- [Preguntas]
1. Resuma en dos oraciones el texto sobre las guerras y la convivencia.
2. Transcriba sin alteraciones el fragmento del texto sobre las guerras que empieza con las palabras "Lo que está" y concluye con "de cualquier divinidad.".

Lo que está sucediendo en estos momentos entre Israel y el pueblo palestino, o entre Rusia y Ucrania, no es sino el vestigio de la más horrible cara de la realidad humana, la de la avaricia, la del odio por la diferencia, o la de la falta del sentido de convivencia, aliñado en el caso de oriente próximo con un fanatismo religioso que debería procesarse internacionalmente como ilegítimo e injustificable. Si asesinar en nombre de un Estado es un hecho execrable, hacerlo en nombre de Dios debería tener unas connotaciones de aberración intolerable, de atentado a la propia dignidad humana a través de creencias que sobrepasan el límite de lo cuestionable en torno a cualquier creencia. Delirios medievales y ancestrales de líderes religiosos que usaron y siguen utilizando la excusa de Dios para sembrar una miseria que como ninguna podría decirse aleja al ser humano de cualquier divinidad.

Las guerras son evitables porque las soluciones a los conflictos tienen un razonamiento justificable, razonable, deducible y transferible a esos resultados. La convivencia entre los pueblos, entre religiones, entre sexos, entre diferentes formas de entender la vida, siempre bajo el respeto al otro, es una máxima a la que desde el minuto uno se han dirigido el derecho internacional o los Derechos Humanos.

- [Entradas extraídas]

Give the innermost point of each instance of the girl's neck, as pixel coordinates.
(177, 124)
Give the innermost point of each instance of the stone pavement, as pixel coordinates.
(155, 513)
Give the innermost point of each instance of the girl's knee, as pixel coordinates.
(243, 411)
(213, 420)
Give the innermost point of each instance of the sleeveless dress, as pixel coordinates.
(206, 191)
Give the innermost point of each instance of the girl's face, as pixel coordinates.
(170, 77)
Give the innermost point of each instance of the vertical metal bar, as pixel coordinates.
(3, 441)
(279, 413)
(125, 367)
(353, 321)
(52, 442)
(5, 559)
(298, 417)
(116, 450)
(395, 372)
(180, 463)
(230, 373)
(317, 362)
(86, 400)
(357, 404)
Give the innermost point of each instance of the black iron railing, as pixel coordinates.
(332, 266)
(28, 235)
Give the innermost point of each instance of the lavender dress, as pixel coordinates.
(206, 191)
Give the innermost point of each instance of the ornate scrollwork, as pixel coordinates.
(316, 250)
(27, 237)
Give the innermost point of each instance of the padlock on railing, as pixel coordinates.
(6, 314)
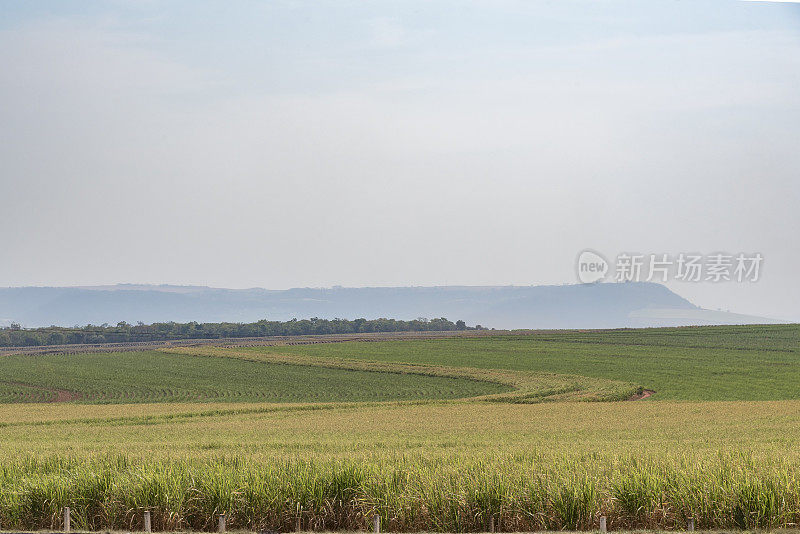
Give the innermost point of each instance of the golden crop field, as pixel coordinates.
(536, 457)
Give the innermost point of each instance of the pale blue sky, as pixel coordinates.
(284, 144)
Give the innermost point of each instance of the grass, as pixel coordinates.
(441, 467)
(685, 364)
(132, 377)
(719, 441)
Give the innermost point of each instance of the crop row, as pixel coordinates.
(527, 493)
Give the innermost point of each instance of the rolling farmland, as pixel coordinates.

- [Respuestas por tarea]
1. Los conflictos actuales entre Israel y el pueblo palestino, y entre Rusia y Ucrania, muestran la peor cara de la realidad humana (la avaricia, el odio por la diferencia y la falta de sentido de convivencia), agravada en Oriente Próximo por un fanatismo religioso, y asesinar en nombre de Dios debería considerarse una aberración aún más intolerable que hacerlo en nombre de un Estado. Las guerras son evitables, y la convivencia entre pueblos, religiones, sexos y formas de entender la vida, siempre con respeto al otro, es una máxima hacia la que se han dirigido el derecho internacional y los Derechos Humanos.

2.
Lo que está sucediendo en estos momentos entre Israel y el pueblo palestino, o entre Rusia y Ucrania, no es sino el vestigio de la más horrible cara de la realidad humana, la de la avaricia, la del odio por la diferencia, o la de la falta del sentido de convivencia, aliñado en el caso de oriente próximo con un fanatismo religioso que debería procesarse internacionalmente como ilegítimo e injustificable. Si asesinar en nombre de un Estado es un hecho execrable, hacerlo en nombre de Dios debería tener unas connotaciones de aberración intolerable, de atentado a la propia dignidad humana a través de creencias que sobrepasan el límite de lo cuestionable en torno a cualquier creencia. Delirios medievales y ancestrales de líderes religiosos que usaron y siguen utilizando la excusa de Dios para sembrar una miseria que como ninguna podría decirse aleja al ser humano de cualquier divinidad.